• **INSTRUCTIONS FOR THE TASK**:
Once you find the line with "Keypoint placement rule: for each instance of the white moored", copy it and every line after it through the end of the entries below, exactly as written.

Stored data entries:
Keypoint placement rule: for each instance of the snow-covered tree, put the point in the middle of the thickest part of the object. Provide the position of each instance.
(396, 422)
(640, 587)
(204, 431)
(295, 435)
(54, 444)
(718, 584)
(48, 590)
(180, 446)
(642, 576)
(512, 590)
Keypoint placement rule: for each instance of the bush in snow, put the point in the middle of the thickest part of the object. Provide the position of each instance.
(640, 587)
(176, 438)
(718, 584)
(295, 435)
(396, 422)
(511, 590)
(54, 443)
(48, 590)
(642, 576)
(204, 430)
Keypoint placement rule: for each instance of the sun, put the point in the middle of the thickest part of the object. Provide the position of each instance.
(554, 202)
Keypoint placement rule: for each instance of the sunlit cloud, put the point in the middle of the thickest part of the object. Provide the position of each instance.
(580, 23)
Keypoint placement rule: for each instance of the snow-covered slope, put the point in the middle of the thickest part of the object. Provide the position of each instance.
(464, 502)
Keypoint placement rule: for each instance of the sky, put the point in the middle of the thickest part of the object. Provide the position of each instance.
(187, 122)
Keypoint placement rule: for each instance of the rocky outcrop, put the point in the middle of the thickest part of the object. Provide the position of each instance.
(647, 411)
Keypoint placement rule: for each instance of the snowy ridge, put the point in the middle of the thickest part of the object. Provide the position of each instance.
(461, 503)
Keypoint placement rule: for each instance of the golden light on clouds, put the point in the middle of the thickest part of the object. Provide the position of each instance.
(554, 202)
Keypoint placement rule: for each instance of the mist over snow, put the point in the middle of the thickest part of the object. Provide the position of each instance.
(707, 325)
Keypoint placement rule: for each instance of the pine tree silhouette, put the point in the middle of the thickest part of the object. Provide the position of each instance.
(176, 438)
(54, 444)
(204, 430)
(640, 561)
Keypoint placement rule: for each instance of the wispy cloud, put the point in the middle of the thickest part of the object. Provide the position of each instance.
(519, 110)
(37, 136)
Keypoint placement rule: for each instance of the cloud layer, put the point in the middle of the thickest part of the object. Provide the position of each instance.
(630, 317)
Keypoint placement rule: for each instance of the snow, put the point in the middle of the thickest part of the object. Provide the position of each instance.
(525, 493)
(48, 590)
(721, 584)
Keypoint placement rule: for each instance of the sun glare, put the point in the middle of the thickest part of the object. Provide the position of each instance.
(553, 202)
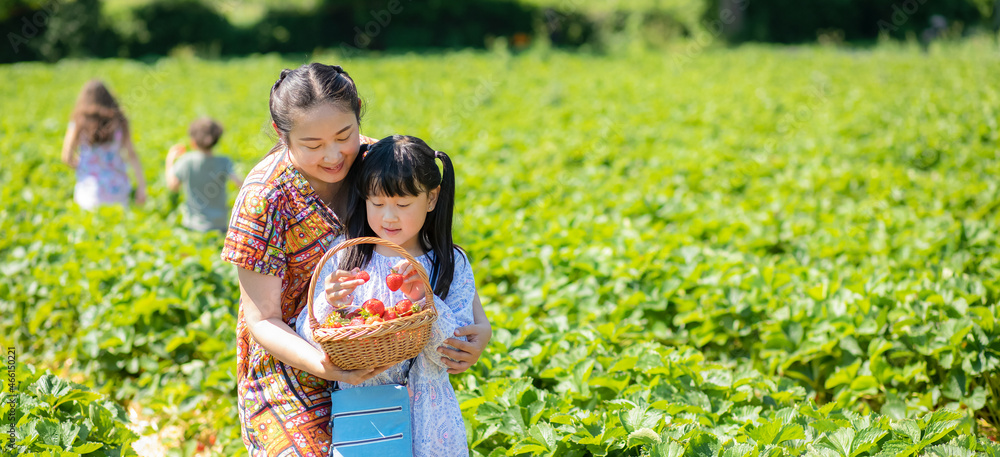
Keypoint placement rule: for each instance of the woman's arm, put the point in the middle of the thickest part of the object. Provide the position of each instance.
(468, 352)
(70, 143)
(140, 179)
(261, 298)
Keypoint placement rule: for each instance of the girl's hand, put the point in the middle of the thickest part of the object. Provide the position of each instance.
(413, 286)
(340, 285)
(468, 352)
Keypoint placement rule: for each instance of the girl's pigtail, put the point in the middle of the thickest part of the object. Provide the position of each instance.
(440, 231)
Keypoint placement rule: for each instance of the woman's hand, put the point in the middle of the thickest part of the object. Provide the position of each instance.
(478, 336)
(340, 285)
(413, 286)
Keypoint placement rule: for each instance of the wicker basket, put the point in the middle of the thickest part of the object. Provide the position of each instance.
(379, 344)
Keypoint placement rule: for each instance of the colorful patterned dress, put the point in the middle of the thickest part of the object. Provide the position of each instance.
(438, 428)
(280, 227)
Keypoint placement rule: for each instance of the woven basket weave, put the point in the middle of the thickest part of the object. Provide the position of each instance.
(379, 344)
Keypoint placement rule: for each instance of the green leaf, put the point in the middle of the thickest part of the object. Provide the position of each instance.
(907, 428)
(865, 440)
(87, 448)
(643, 436)
(667, 449)
(544, 434)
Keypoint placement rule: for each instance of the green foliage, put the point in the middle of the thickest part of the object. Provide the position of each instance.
(785, 21)
(59, 418)
(737, 252)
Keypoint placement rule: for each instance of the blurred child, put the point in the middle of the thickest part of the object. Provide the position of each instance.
(203, 175)
(97, 133)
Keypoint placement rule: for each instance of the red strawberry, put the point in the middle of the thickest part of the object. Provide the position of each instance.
(375, 307)
(394, 280)
(404, 307)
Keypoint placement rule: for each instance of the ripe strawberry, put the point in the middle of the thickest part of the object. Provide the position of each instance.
(334, 320)
(394, 281)
(404, 307)
(375, 307)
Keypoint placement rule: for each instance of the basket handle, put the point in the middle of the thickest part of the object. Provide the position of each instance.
(428, 291)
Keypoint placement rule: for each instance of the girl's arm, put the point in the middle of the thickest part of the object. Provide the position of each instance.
(140, 179)
(70, 143)
(261, 298)
(468, 352)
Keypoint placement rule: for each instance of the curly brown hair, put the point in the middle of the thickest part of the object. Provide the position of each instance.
(205, 133)
(97, 113)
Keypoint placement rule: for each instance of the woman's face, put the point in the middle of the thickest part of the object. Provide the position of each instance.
(323, 143)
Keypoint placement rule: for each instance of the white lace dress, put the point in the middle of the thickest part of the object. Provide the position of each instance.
(438, 429)
(101, 176)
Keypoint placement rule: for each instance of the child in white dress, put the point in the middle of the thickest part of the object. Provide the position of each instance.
(399, 194)
(97, 134)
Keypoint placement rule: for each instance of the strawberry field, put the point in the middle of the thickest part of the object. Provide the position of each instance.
(747, 252)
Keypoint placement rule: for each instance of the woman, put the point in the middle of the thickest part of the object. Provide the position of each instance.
(286, 216)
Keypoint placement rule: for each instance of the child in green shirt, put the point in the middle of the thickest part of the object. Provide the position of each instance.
(203, 176)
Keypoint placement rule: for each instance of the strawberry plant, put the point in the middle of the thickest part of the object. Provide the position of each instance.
(751, 251)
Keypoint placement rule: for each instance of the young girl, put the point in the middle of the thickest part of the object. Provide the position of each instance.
(99, 131)
(399, 195)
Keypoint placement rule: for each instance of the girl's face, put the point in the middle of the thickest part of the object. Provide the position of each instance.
(399, 219)
(323, 143)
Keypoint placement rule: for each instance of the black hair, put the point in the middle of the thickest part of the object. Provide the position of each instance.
(307, 86)
(399, 166)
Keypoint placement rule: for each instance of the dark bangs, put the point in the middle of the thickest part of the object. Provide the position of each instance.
(387, 170)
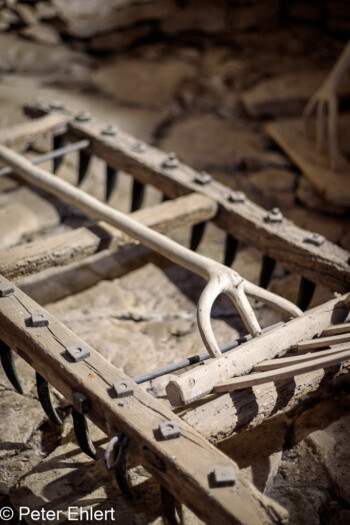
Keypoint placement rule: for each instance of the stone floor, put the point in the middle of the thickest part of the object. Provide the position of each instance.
(209, 104)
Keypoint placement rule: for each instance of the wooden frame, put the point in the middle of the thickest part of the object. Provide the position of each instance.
(179, 464)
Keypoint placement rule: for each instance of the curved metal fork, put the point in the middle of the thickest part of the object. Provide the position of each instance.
(221, 278)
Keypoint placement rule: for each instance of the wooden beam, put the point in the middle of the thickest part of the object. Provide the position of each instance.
(222, 416)
(80, 243)
(183, 465)
(249, 380)
(245, 221)
(321, 342)
(200, 381)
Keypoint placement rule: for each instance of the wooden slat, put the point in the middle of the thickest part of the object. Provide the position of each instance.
(78, 244)
(222, 416)
(277, 363)
(183, 465)
(22, 134)
(342, 328)
(284, 242)
(321, 342)
(199, 381)
(236, 383)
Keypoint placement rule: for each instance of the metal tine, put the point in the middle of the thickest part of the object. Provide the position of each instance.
(306, 292)
(230, 250)
(111, 181)
(168, 506)
(84, 162)
(82, 434)
(267, 269)
(58, 142)
(197, 235)
(8, 364)
(138, 193)
(42, 387)
(121, 475)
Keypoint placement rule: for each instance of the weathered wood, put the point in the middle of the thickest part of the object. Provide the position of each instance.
(22, 134)
(321, 342)
(78, 244)
(183, 465)
(277, 363)
(237, 383)
(332, 185)
(342, 328)
(284, 242)
(220, 417)
(199, 381)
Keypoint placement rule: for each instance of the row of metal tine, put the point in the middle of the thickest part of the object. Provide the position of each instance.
(81, 406)
(61, 149)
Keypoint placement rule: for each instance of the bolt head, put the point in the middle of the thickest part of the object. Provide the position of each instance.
(56, 104)
(236, 196)
(77, 352)
(110, 130)
(224, 476)
(83, 116)
(203, 178)
(6, 289)
(169, 430)
(81, 403)
(139, 147)
(39, 319)
(123, 388)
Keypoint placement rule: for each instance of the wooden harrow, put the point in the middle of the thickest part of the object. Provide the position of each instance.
(177, 448)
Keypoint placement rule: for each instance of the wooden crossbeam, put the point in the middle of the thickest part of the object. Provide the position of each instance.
(80, 243)
(183, 465)
(322, 342)
(237, 383)
(199, 381)
(245, 221)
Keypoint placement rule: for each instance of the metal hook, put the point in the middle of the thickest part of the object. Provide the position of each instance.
(81, 406)
(42, 387)
(8, 364)
(118, 445)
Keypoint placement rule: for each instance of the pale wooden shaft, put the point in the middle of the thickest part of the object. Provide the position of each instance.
(274, 364)
(321, 342)
(276, 375)
(199, 381)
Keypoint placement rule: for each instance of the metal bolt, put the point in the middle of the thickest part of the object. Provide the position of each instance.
(224, 476)
(56, 104)
(203, 178)
(315, 238)
(110, 130)
(171, 162)
(39, 319)
(77, 352)
(6, 289)
(169, 430)
(123, 388)
(236, 196)
(139, 147)
(81, 403)
(274, 216)
(83, 116)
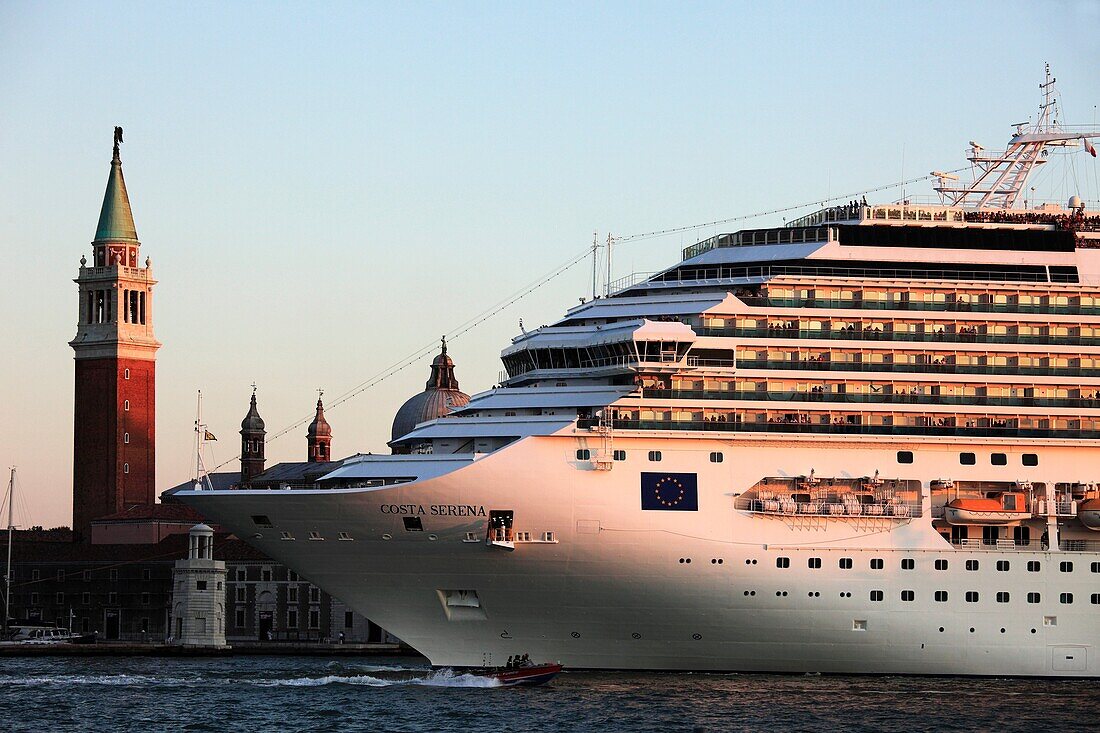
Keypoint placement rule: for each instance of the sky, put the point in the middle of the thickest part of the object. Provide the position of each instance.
(326, 188)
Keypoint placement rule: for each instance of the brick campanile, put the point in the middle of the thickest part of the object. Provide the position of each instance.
(113, 446)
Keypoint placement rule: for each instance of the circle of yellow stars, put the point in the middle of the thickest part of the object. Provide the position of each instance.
(657, 491)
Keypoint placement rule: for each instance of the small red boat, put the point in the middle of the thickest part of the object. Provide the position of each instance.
(528, 676)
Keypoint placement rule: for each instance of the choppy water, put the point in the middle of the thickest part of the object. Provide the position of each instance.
(318, 693)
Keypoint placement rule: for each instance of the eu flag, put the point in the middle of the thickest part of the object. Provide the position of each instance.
(670, 492)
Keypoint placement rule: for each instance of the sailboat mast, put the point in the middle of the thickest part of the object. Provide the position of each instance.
(11, 529)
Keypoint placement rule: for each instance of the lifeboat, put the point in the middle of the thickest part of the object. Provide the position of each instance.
(1088, 512)
(1004, 509)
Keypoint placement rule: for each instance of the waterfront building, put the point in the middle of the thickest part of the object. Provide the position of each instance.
(114, 413)
(198, 598)
(112, 572)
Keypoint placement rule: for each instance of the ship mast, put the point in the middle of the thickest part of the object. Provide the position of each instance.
(1000, 176)
(200, 438)
(7, 575)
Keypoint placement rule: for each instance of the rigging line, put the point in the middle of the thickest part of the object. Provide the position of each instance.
(425, 351)
(664, 232)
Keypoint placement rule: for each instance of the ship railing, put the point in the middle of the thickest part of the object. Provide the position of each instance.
(875, 398)
(946, 368)
(696, 361)
(888, 336)
(942, 306)
(890, 510)
(697, 274)
(1080, 545)
(1022, 545)
(724, 424)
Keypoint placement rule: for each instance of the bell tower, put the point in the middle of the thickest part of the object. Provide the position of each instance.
(253, 435)
(113, 447)
(319, 436)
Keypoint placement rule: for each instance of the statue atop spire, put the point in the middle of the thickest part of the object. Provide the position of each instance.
(116, 219)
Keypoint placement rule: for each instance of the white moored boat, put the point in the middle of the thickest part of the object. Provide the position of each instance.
(673, 477)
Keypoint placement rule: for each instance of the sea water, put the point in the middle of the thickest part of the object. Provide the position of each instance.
(321, 693)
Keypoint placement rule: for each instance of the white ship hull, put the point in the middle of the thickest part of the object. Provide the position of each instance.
(616, 589)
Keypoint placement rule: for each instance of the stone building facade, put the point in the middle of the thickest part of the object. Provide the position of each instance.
(198, 597)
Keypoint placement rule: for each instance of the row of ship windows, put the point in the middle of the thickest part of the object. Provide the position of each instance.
(903, 457)
(941, 597)
(910, 564)
(585, 455)
(316, 536)
(970, 459)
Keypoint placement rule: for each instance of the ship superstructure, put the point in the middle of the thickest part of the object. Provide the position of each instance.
(866, 441)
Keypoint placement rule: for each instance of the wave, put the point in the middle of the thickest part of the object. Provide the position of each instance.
(437, 678)
(98, 679)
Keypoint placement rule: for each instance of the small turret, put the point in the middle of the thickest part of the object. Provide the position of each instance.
(253, 434)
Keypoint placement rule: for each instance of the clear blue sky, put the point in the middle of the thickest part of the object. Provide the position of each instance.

• **EXPECTED ANSWER**:
Keypoint placement rule: for each instance of the white moored boat, put the point in the middle of the thickest part of the object. Provide the position of each instance.
(673, 477)
Keypoint placement rule: for each instance of the sea water, put the point in the middle of the thickest part of the object. Provide the position of each instance.
(321, 693)
Keypoint placement rule: for each instance of the white ship hull, put the point in the middle of the thickest part of the object. Provide the position of each instance.
(616, 589)
Keypoint placement rule: for each instance of the stone building facade, put the point in the middle of the thickest part of the object. Provide the position of each instance.
(198, 597)
Keypoint placement rule: for each instance of the row of ship windows, put the point in the middle of the thickest part of the object. Provide the position of each instance.
(903, 457)
(941, 597)
(910, 564)
(585, 455)
(316, 536)
(970, 459)
Keypoint placement rule: for each instance of the ship superstructure, put the point in the middle of the thickest part of the object. Provide the position of each instance.
(866, 441)
Keypoint placement rule: for each instance of the wave, put the point in the middle of the thickest part of the object. Provide the position of each instance.
(437, 678)
(98, 679)
Keypoint placement rule: for each instance of the small turret, put the point in the middle of the thickest part of the object. Provide the position of each instance.
(253, 434)
Keypoint placement rule: for each instance of the clear blue sky, put the point in the middle of the thickest part of the object. Provide the position of each instance.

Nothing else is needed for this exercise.